Dataset items:
....
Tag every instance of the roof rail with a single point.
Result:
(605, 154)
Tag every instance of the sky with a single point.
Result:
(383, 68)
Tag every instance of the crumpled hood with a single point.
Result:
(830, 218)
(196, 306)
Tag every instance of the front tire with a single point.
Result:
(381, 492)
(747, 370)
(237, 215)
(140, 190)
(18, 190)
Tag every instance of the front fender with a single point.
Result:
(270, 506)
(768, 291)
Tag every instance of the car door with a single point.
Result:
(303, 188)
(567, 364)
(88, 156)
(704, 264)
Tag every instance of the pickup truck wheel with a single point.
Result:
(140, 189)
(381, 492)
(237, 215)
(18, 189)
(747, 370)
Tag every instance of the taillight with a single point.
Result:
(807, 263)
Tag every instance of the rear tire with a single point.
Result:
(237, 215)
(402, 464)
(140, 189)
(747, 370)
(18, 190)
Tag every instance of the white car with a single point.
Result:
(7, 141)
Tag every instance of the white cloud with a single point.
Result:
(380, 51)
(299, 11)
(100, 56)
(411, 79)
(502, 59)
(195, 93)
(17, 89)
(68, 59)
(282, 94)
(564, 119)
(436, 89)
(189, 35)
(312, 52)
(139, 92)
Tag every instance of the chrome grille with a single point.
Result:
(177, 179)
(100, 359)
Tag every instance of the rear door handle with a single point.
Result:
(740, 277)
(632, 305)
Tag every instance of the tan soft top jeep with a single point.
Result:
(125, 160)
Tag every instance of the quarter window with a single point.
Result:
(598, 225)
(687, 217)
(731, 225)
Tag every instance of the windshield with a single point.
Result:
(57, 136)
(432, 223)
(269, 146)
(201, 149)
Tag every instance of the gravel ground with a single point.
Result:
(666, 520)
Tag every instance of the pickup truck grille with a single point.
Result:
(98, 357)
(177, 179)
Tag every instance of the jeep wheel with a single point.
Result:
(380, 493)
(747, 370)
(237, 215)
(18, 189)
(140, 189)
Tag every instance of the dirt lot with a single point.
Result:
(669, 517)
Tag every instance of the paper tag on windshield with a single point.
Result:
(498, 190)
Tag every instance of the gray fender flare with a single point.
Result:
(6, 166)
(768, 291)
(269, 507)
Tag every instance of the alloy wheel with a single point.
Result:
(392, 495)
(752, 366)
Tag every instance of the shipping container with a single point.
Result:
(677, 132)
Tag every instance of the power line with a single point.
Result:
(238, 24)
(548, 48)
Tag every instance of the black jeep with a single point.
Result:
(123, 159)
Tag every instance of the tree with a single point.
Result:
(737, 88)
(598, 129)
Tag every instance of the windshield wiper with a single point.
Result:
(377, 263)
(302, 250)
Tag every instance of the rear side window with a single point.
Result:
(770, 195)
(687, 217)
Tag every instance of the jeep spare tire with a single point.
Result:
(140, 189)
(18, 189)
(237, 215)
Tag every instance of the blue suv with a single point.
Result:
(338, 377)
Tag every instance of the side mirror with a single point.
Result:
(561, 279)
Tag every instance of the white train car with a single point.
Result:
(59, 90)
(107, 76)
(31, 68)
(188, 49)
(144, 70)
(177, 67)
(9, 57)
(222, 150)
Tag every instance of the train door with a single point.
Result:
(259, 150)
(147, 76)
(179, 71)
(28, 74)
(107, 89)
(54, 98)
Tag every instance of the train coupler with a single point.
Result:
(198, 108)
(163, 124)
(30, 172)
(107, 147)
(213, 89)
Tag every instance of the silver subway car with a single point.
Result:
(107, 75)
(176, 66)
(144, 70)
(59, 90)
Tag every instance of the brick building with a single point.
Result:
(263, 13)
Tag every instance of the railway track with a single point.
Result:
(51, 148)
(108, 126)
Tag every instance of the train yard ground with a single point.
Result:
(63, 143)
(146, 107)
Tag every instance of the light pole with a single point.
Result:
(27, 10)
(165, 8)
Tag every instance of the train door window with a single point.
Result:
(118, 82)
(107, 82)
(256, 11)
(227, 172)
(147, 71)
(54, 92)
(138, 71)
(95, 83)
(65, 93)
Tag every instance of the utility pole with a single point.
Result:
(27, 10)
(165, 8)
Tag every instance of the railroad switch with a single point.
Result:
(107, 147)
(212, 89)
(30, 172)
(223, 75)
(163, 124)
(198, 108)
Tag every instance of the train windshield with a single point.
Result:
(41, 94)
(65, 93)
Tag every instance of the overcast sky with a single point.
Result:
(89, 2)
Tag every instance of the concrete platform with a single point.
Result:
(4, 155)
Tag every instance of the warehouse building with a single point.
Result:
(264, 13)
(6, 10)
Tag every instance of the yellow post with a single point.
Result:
....
Work to be completed: All lines in the entries above that include "side" should be found and copied.

Reply:
Tag every instance of the rear side window with a single point.
Tag every instance of the side mirror with a single point.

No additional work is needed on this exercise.